● **WORK REQUIRED**:
Format every line of the items below as a JSON list of strings, one string per line, omitting any blank lines.

● **INPUT MATERIAL**:
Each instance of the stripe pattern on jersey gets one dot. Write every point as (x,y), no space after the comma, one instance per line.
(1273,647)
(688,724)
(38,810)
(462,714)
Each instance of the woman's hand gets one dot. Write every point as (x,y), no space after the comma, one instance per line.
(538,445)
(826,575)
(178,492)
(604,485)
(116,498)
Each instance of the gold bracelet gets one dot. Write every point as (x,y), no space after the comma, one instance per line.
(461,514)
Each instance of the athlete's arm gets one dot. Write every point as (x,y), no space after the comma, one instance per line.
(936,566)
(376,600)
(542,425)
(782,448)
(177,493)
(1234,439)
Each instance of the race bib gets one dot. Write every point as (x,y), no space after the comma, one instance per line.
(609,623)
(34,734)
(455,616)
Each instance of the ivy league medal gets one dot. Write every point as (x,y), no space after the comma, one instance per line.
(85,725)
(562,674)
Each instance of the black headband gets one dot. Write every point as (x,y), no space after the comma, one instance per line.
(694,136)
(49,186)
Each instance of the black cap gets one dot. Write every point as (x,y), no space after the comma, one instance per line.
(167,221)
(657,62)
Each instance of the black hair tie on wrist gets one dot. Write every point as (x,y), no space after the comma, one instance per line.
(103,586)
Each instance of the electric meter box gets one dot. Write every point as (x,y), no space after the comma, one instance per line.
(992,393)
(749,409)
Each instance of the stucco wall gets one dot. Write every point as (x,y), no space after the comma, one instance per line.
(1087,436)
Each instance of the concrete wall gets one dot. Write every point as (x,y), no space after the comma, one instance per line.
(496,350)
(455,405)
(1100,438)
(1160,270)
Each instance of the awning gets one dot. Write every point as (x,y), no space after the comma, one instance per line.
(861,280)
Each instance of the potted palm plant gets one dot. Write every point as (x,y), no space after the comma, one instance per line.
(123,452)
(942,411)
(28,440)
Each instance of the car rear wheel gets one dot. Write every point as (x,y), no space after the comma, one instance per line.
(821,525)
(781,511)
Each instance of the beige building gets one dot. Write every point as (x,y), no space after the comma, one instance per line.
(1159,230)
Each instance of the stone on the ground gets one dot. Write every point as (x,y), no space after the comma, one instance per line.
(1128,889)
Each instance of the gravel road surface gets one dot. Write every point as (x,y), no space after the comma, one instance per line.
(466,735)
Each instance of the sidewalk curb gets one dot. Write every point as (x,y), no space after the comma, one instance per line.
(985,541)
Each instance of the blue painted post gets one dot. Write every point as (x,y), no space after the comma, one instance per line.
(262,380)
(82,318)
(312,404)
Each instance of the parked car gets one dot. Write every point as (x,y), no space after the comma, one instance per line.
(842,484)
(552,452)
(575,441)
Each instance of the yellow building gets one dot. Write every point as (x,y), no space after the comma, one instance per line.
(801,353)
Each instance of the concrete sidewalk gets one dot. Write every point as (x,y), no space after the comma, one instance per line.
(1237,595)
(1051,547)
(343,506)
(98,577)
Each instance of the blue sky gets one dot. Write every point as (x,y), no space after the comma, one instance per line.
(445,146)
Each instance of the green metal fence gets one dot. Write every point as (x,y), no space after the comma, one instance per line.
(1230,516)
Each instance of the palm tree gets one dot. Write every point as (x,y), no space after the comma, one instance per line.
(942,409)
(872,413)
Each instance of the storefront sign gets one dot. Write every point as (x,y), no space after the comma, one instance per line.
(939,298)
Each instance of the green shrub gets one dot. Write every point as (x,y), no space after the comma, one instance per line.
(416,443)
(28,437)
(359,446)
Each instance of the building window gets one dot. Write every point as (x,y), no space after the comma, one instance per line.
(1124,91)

● **EXERCISE RESULT**:
[
  "Each instance of the stripe pattern on jersey gets one dot. Write every point as (x,y), no space after the comma, one instance per line.",
  "(1273,647)",
  "(688,724)",
  "(38,810)",
  "(462,714)",
  "Each instance of the woman's hand gets one dot. Write every point as (x,y), no space after the comma, one instance per line.",
  "(538,445)",
  "(826,575)",
  "(178,492)",
  "(604,485)",
  "(116,498)",
  "Each instance of the gold bracelet gets one dot. Write every point as (x,y), no space after the comma, one instance per line.",
  "(461,514)",
  "Each instance of the athlete's arm gets one dot. Write every point as (x,y), no space after the comma, one instance per line.",
  "(936,566)",
  "(376,600)",
  "(542,425)",
  "(782,448)",
  "(177,493)",
  "(1234,439)",
  "Each instance of the race bib gets one dot. Write every point as (x,y), no space after the comma, one instance per line.",
  "(609,623)",
  "(34,734)",
  "(455,616)",
  "Each instance of the ivy league medal gets one dot. Write every point as (x,y), no space after the comma, one instance per line.",
  "(85,725)",
  "(562,674)",
  "Each instance of the black headband gets one dot. Write every point as (x,y), no space after the comma, one instance per line.",
  "(694,136)",
  "(49,186)",
  "Each instance of the black cap gets one dot. Write every point as (x,y), no space after the comma, one instance per line.",
  "(167,221)",
  "(657,62)",
  "Each instance of the black hair tie on wrist gets one dot. Write every point as (x,y), no space after the comma, one instance per line.",
  "(103,586)",
  "Each instance of the electric meter box gets one dot. Write every point as (x,y), no space after the comma, one instance per line.",
  "(992,393)",
  "(749,409)",
  "Each instance of the stucco wall gets one dot. Write every point as (x,y), no space after the comma, one instance per line.",
  "(1087,436)",
  "Each instance of the concrete wall gets one dot. Write every point as (x,y), no space after the comma, one instance per line.",
  "(496,350)",
  "(455,405)",
  "(1100,438)",
  "(1160,270)",
  "Each instance of the awning gets one dot. Write every point as (x,y), no space after the comma, one instance per line.",
  "(861,280)",
  "Each instance of the potted palm plant gets one dot. Write every point as (x,y), no space after the comma, one instance per line.",
  "(123,452)",
  "(942,411)",
  "(28,440)",
  "Each instance of the car rear wheel gets one dot. Write every point as (x,y), no space after the comma, one instance per line.",
  "(821,525)",
  "(781,511)",
  "Each instance of the beige building gets one dot. Write every point as (x,y), no space after the comma, one instance per line.",
  "(1159,230)",
  "Each instance of the stone on the ground gets one dot. Write every point as (x,y), no space after the comma, one instance per line.",
  "(1128,889)",
  "Each instance of the gravel road surface gets one dot. Write every point as (x,y), no space after the comma, one instance per line.",
  "(466,735)",
  "Each instance of the sidewalk curb gets one dot. Write every point as (x,y), no space after the comma, one instance per line.",
  "(985,541)",
  "Each instance of the blue painted post gets one dot. Write every point as (x,y), no space after the comma, one instance per line.",
  "(262,380)",
  "(82,318)",
  "(312,404)",
  "Each instance of the parked car gets one dot. Write every point as (x,y), no space after the comma, one instance per line.",
  "(842,484)",
  "(552,452)",
  "(575,441)",
  "Each instance of the yellow building gets one dot. Write every point as (x,y), no space after the comma, one instance per line.",
  "(801,353)",
  "Each instance of the concrete sidewalk gets one dot. Write every point as (x,y), no space after the comma, one instance per line.",
  "(1237,595)",
  "(1051,547)",
  "(343,506)",
  "(98,577)",
  "Each instance of the blue sky gets one dot. Write every point as (x,y), no space after the comma, one instance per line.",
  "(445,146)",
  "Each instance of the green metal fence gets one dot. Write every point as (x,y), no space after the comma, one instance per line.",
  "(1230,516)",
  "Each instance of the palm tree gets one dot. Write every point as (x,y), no space after the comma, one instance per line.",
  "(942,409)",
  "(872,413)",
  "Each instance of the storefront sign gets one dot. Write every point as (x,y), no space after the comma, one instance per line.",
  "(939,298)",
  "Each instance of the green shrub gets one dot. Write every point as (x,y), no space after the comma, one instance per line.",
  "(416,443)",
  "(28,437)",
  "(359,446)",
  "Each instance of the building window gets one dot. Write every point as (x,y), no space after the comma, one instance per line.",
  "(1124,91)"
]